The Board of Directors regularly holds executive sessions with directors who are all independent, as defined under applicable NASDAQ® rules and regulations.




Board Risk Oversight

Our Board, together with our named executive officers, oversees the management of risks inherent in the operation of the Company’s businesses and the implementation of its strategic plan. The Board performs this oversight role by reviewing the operations of the Company’s business and corporate functions and addressing the primary risks associated therewith. The Board has delegated certain responsibilities to the finance and strategic planning committee and the audit committee, including, among other things, reviewing the risks associated with the Company’s strategic plan, discussing policies with management regarding financial risk assessment and enterprise risk management, developing guidelines to govern the process by which major financial and accounting risk assessment is undertaken by the Company, identifying the primary risks to the Company’s business and interim updates of those risks, and monitoring and evaluating the primary risks associated with particular business units and functions.

In an effort to continue appropriately monitoring and understanding the Company’s risks, in 2012, the Board formed the health care affairs committee, which is a subcommittee of the finance and strategic planning committee. The health care affairs committee is comprised

of Board members with a strong background in health care. The health care affairs committee focuses on health care matters impacting the Company, including the Company’s health care compliance efforts. Since the formation of the health care affairs committee, the committee has focused on, among other things, the Company’s health care compliance plan and management of risks related to health care.

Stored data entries
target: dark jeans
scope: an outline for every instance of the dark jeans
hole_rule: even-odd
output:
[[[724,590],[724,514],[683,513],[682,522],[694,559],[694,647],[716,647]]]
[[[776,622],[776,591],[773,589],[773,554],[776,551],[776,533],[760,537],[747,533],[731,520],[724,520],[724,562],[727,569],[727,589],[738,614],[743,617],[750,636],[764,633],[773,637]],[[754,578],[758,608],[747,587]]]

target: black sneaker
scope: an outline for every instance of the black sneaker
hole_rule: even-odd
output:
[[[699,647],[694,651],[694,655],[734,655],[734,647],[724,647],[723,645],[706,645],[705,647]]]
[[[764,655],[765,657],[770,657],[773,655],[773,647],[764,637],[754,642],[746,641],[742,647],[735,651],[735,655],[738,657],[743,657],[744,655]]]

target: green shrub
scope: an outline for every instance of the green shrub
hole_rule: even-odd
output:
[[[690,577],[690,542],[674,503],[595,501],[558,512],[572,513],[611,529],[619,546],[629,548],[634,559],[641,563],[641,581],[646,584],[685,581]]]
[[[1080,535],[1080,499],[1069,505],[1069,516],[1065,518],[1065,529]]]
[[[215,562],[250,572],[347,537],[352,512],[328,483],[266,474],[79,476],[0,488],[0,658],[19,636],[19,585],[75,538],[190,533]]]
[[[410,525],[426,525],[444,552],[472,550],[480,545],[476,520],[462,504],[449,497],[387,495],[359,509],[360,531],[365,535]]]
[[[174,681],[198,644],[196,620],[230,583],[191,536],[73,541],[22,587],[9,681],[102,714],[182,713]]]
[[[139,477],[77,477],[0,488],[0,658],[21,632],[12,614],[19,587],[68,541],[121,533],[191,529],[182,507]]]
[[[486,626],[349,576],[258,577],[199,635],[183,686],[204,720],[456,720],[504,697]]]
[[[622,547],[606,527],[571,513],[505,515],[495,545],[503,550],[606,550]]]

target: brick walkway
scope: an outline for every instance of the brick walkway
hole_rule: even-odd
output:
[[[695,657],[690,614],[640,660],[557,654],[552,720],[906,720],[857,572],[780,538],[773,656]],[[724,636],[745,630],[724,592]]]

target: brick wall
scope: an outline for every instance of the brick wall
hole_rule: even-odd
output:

Your task
Write what comes next in the passage on board risk oversight, picking up after its final sentence. The listing is separate material and has no connection to the passage on board risk oversight.

Task result
In performing such functions, the audit committee, the finance and strategic planning committee, and the health care affairs committee have full access to management, as well as the ability to engage advisors. The foregoing committees provide reports to the Board regarding the risk areas identified above. In addition, the compensation and stock option committee and the nominating and corporate governance committee address relevant risks during their respective meetings. The Board believes that the work undertaken by the audit committee, the finance and strategic planning committee and the health care affairs committee, together with the work of the full Board, the other committees, and our named executive officers, enables the Board to effectively oversee the Company’s risk management.




Board Membership and Director Independence

Currently, the Company’s Board has eleven members. The Board has determined that ten of those eleven directors, namely Chairman Kikumoto, Ms. Gulmi, Drs. Connolly and Miller and Messrs. Belsey, Bernstein, Dorsey, Carleton, McNair, and Tahbaz, satisfy The NASDAQ® Stock Market standard for director independence. The Board has determined that Mr. Todd, as our Chief Executive Officer is not independent under The NASDAQ® Stock Market standard for director independence.

The Board held 4 meetings in 2014. Each director attended 100% of the Board meetings during 2014 (during the period for which such person was a director) and 100% of the committee meetings on which each director served (during the period for which such person was a member of such committee). Four members of the Board attended the Company’s 2014 Annual Meeting. The Board does not have a policy for Board member attendance at the Company’s annual meetings.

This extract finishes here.